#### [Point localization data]
------------------------------------

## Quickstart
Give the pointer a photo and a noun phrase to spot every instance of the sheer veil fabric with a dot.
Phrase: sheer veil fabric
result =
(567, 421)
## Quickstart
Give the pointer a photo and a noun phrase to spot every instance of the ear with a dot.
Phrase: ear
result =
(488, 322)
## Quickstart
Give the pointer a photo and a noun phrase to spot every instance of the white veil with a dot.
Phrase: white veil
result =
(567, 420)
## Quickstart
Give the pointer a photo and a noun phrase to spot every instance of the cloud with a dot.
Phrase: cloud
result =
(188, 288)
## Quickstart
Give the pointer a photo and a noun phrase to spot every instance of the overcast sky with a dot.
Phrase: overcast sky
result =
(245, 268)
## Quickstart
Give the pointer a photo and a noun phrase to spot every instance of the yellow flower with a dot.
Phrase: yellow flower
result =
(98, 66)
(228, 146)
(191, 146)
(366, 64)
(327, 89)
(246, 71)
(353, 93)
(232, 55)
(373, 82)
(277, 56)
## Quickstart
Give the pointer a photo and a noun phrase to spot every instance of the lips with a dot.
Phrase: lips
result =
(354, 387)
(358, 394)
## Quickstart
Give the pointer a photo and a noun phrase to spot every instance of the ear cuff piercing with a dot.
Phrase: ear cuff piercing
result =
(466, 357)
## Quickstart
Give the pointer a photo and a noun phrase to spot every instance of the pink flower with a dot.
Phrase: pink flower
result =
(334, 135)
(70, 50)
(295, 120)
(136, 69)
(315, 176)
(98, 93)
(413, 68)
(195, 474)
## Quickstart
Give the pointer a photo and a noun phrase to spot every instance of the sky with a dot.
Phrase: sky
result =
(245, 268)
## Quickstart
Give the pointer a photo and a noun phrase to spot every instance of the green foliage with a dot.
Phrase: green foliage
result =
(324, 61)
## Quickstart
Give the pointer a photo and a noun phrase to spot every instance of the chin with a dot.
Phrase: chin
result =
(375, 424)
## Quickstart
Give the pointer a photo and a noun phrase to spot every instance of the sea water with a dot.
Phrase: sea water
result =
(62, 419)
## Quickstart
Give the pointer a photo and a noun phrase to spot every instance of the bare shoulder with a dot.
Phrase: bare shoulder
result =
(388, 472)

------------------------------------

#### [Task goal]
The answer must be a word-for-word restatement of the records.

#### [Solution below]
## Quickstart
Give the pointer a photo and a noun phrase to spot every instance of the sheer veil fabric with a dot.
Phrase: sheer veil fabric
result =
(567, 421)
## Quickstart
Give the pointer a photo and a noun phrase to spot every instance of the ear with a dot.
Phrase: ear
result =
(488, 322)
## Quickstart
Give the pointer a photo and a noun phrase to spot every instance of the white veil with a dot.
Phrase: white veil
result =
(567, 420)
## Quickstart
Give the pointer a photo and a noun phrase to spot every instance of the cloud with a dot.
Phrase: cloud
result =
(188, 288)
## Quickstart
Give the pointer a photo and a noun phrase to spot every instance of the overcast sky with a dot.
Phrase: overcast sky
result =
(245, 268)
## Quickstart
Give the pointer a photo and a noun phrase to spot every instance of the yellow flower with a dot.
Phrase: yellow flower
result =
(98, 66)
(228, 146)
(191, 146)
(366, 64)
(327, 89)
(246, 71)
(353, 93)
(232, 55)
(373, 82)
(277, 56)
## Quickstart
Give the pointer a photo and a noun phrase to spot every instance of the lips with a dot.
Phrase: lips
result =
(354, 387)
(358, 394)
## Quickstart
Give the pointer a photo and a noun phrase to spot every instance of the ear cuff piercing with a dot.
Phrase: ear cuff piercing
result =
(466, 357)
## Quickstart
Give the pointer a photo and a noun phrase to spot every instance of the pink flower with a dot.
Phrase: pink flower
result =
(334, 135)
(70, 50)
(295, 120)
(136, 69)
(315, 176)
(98, 93)
(413, 68)
(195, 474)
## Quickstart
Give the pointer a photo and a noun phrase to spot every instance of the sky with a dot.
Phrase: sky
result =
(245, 268)
## Quickstart
Give the pointer a photo and a noun phrase to spot every instance of the green foliage with a dot.
Phrase: green foliage
result =
(324, 61)
## Quickstart
Give the pointer a photo and a noun phrase to spot every instance of the chin with a dot.
Phrase: chin
result =
(375, 424)
## Quickstart
Give the pointer a photo and a noun phrase to spot every instance of the sea water with a dot.
Phrase: sea water
result =
(62, 419)
## Quickstart
Give the pointer a photo and a noun phrase to spot every instance of the bare shoulder with a dot.
Phrase: bare shoulder
result =
(388, 472)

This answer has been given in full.